→ Exercise
Locate every line in the records below that contains the string "dark" and copy each such line in full.

(Stored dataset items)
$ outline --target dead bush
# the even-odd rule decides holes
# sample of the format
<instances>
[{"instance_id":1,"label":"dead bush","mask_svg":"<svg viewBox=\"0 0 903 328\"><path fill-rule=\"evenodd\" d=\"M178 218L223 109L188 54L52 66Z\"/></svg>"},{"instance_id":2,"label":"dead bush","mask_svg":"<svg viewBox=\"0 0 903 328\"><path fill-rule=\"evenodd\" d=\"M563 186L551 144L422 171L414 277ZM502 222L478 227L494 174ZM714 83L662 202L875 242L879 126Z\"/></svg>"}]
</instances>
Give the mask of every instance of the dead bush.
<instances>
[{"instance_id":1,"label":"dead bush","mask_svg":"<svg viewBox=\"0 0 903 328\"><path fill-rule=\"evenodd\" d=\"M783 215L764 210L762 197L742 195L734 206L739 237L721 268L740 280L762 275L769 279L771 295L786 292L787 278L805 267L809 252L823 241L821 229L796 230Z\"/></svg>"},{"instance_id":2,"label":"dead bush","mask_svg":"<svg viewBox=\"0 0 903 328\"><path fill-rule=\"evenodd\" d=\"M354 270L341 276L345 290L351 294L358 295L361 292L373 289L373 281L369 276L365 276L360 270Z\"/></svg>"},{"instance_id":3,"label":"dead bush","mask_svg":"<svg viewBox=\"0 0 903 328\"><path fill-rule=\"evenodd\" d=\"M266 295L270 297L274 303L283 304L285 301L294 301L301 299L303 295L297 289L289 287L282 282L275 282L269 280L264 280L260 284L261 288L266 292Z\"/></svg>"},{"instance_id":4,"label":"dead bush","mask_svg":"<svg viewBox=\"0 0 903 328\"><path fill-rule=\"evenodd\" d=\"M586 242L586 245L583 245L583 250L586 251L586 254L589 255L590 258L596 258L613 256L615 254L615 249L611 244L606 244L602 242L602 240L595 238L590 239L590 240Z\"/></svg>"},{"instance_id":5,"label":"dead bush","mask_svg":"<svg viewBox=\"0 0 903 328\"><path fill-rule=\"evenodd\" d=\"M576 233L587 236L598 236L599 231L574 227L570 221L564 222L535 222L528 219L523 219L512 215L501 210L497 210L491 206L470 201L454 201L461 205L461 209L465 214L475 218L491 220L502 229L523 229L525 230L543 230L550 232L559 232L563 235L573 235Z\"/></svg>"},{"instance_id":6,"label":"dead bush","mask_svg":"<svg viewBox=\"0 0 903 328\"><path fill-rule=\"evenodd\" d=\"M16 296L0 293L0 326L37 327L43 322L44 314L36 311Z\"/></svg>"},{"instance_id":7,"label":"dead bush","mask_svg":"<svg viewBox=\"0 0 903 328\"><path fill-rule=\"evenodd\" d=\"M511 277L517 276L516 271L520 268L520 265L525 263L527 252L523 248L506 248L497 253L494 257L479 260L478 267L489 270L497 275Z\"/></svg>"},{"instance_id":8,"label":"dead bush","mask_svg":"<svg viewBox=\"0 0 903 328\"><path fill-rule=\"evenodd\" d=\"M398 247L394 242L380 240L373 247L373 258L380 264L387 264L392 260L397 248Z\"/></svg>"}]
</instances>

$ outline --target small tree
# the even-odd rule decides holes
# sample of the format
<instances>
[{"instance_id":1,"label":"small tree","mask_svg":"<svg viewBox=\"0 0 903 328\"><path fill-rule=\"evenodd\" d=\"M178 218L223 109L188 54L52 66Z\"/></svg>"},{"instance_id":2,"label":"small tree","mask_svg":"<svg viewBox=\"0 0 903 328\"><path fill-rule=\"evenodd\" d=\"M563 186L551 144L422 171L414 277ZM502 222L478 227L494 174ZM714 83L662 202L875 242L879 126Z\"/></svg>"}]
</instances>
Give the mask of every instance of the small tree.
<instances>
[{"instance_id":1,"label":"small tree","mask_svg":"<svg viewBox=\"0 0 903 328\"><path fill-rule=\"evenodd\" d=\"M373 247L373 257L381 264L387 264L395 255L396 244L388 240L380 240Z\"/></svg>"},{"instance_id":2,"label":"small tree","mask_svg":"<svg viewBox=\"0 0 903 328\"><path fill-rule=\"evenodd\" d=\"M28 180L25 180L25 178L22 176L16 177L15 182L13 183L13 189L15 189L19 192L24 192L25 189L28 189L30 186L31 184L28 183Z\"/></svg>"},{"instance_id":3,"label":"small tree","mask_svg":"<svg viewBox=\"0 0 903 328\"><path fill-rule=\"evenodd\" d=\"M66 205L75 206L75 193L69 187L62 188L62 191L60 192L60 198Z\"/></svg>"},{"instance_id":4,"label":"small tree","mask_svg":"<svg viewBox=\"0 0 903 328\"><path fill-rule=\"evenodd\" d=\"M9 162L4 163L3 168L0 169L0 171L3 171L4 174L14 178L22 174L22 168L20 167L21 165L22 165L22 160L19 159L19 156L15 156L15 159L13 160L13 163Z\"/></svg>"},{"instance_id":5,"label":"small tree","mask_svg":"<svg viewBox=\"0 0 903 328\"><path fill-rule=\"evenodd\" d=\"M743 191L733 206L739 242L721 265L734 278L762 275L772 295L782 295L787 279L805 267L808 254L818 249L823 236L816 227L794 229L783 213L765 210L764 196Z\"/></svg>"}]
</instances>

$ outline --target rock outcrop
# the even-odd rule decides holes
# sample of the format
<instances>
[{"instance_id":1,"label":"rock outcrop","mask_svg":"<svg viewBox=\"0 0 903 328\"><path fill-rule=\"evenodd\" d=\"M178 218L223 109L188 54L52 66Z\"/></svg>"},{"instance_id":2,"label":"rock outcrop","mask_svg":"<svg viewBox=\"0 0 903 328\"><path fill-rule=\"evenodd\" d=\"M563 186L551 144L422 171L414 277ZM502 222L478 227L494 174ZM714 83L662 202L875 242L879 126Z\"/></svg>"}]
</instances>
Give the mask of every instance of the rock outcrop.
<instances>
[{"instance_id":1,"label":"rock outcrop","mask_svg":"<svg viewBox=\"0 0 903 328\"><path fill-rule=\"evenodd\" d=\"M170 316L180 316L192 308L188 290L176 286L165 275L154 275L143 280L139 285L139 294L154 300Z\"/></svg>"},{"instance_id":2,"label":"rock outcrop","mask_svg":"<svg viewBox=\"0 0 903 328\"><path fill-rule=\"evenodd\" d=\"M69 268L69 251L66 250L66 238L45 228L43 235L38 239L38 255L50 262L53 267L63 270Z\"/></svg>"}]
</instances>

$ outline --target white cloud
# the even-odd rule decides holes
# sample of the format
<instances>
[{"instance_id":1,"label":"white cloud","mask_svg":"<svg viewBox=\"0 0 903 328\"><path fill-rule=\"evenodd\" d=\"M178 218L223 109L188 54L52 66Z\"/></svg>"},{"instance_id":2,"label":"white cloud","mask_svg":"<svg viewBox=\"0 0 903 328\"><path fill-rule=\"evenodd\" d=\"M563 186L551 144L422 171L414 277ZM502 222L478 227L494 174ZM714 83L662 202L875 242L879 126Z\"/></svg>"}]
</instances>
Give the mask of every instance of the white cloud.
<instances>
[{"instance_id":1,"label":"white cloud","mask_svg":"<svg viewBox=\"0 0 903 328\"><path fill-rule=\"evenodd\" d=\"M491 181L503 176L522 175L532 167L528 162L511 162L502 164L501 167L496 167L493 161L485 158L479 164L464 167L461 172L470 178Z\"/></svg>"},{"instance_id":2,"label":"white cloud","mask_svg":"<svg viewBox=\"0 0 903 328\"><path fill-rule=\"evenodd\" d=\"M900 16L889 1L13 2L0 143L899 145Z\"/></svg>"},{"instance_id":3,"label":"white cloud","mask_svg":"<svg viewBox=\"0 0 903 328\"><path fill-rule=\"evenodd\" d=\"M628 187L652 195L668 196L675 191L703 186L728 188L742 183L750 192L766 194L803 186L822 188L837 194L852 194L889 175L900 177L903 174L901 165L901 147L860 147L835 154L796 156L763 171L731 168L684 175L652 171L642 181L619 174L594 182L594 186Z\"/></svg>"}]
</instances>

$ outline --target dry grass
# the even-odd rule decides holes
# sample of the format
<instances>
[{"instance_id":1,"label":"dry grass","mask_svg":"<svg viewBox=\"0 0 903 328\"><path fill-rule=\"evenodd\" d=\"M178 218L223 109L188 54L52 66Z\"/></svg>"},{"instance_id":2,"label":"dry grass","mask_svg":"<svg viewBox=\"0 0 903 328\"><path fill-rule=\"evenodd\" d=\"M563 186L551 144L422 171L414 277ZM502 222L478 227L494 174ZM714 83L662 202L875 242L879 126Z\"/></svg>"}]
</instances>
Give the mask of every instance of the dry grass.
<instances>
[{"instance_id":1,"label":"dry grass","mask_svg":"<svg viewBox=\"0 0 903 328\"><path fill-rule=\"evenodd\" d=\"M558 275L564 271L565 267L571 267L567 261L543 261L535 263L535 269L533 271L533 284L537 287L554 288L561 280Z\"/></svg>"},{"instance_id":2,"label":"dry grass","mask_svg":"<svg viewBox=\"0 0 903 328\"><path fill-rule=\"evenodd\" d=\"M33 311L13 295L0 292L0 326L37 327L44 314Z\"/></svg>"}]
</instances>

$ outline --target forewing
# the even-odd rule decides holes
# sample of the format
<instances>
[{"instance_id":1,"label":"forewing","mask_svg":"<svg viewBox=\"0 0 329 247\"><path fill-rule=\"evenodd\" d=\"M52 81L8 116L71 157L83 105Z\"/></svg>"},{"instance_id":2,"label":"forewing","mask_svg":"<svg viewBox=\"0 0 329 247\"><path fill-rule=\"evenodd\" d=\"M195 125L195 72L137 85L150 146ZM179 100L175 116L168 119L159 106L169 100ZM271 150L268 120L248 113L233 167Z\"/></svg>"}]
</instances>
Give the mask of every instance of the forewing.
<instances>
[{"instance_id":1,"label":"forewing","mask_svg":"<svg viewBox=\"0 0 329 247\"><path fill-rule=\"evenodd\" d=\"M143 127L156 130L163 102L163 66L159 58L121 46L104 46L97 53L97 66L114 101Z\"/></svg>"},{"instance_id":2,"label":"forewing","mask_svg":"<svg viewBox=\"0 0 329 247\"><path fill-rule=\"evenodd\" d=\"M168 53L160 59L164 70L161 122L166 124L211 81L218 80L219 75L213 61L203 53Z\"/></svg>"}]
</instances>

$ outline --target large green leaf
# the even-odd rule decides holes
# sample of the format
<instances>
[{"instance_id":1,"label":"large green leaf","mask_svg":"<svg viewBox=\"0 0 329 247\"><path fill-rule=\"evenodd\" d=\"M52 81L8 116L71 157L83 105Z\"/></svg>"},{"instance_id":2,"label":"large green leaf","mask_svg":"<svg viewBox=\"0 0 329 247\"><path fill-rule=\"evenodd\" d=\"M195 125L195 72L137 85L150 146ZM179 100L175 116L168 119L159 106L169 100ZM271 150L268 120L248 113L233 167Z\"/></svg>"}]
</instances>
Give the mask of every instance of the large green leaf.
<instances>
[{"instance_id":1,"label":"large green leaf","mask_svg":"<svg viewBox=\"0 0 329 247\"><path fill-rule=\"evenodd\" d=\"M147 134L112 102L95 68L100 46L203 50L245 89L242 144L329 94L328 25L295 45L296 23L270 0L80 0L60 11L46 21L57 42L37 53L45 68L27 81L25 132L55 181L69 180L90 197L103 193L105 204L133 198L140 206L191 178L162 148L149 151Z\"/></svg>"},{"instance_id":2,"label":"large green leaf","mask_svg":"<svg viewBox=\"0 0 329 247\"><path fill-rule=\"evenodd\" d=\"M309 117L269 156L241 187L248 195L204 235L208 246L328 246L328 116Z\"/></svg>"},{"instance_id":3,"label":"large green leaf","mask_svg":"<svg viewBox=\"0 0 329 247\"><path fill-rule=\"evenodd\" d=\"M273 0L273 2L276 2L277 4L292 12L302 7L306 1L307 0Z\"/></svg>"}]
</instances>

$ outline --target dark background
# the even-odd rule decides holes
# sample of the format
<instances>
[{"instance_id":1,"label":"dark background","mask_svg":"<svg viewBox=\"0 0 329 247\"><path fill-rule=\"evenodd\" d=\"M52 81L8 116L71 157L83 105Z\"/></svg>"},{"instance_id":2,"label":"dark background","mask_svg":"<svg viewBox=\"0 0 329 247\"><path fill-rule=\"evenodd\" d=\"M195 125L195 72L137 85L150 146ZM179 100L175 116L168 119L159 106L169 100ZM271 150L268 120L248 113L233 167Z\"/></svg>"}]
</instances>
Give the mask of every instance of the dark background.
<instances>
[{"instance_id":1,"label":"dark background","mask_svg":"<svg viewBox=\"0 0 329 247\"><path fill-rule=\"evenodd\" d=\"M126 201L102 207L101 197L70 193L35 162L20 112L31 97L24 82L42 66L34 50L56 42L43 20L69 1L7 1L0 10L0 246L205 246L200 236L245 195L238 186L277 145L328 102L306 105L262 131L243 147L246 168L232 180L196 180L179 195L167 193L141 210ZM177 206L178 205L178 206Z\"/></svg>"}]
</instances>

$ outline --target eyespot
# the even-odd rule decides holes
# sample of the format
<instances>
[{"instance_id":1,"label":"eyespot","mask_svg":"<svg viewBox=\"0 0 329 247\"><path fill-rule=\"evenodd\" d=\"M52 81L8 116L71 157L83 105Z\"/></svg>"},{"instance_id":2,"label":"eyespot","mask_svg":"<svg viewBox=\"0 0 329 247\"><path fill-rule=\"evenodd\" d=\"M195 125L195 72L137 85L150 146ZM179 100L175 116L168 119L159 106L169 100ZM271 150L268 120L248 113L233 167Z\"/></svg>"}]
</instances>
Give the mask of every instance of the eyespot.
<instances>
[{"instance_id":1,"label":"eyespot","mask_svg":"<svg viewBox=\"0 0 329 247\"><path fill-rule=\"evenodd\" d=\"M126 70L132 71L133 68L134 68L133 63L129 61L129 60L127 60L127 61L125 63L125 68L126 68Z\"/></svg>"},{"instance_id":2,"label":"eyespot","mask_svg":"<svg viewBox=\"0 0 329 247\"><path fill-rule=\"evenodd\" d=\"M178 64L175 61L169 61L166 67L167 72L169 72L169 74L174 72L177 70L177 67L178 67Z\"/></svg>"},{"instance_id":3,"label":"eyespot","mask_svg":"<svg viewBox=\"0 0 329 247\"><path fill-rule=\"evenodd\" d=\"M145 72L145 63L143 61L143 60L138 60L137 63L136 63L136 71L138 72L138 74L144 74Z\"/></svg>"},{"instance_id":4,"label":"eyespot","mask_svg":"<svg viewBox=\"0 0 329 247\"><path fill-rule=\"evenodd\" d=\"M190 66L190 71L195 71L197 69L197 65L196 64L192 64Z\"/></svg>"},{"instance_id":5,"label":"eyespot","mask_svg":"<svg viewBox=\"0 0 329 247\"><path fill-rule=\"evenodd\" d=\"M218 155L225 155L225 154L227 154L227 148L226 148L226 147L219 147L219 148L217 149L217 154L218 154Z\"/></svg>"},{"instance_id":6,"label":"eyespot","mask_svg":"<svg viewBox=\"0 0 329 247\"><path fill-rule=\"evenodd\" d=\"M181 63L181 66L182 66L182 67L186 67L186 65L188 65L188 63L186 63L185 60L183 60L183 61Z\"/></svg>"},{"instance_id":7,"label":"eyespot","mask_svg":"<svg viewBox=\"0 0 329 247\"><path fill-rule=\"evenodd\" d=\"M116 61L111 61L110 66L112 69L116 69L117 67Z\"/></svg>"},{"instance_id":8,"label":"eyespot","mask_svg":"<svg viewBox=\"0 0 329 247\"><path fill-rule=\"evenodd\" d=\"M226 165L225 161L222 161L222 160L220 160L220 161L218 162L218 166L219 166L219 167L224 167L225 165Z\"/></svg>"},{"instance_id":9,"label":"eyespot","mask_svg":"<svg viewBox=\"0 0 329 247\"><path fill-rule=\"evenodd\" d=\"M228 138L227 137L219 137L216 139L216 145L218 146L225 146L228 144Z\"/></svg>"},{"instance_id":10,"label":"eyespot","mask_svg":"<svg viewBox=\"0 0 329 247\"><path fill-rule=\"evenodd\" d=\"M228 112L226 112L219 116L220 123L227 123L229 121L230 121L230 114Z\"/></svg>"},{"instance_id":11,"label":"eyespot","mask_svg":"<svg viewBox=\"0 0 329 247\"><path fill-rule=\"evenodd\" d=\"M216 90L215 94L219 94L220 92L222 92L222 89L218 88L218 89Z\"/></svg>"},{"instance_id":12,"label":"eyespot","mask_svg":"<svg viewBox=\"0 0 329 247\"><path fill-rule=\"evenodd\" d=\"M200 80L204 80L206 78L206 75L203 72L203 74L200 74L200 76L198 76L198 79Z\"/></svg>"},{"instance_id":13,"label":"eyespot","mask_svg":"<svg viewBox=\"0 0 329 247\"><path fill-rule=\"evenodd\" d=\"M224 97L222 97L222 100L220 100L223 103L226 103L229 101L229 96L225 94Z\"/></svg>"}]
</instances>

→ Task answer
$ outline --target dark background
[{"instance_id":1,"label":"dark background","mask_svg":"<svg viewBox=\"0 0 329 247\"><path fill-rule=\"evenodd\" d=\"M52 81L8 116L71 157L83 105Z\"/></svg>"},{"instance_id":2,"label":"dark background","mask_svg":"<svg viewBox=\"0 0 329 247\"><path fill-rule=\"evenodd\" d=\"M195 125L195 72L137 85L150 146ZM179 100L175 116L168 119L159 106L169 100ZM271 150L268 120L248 113L233 167Z\"/></svg>"}]
Give the mask of every instance of the dark background.
[{"instance_id":1,"label":"dark background","mask_svg":"<svg viewBox=\"0 0 329 247\"><path fill-rule=\"evenodd\" d=\"M126 201L102 207L101 197L70 193L35 162L20 112L31 97L24 82L42 66L34 50L56 42L43 20L69 1L7 1L0 10L0 246L205 246L200 236L245 195L238 186L277 145L328 102L306 105L262 131L243 147L246 168L232 180L196 180L179 195L167 193L141 210ZM177 206L178 205L178 206Z\"/></svg>"}]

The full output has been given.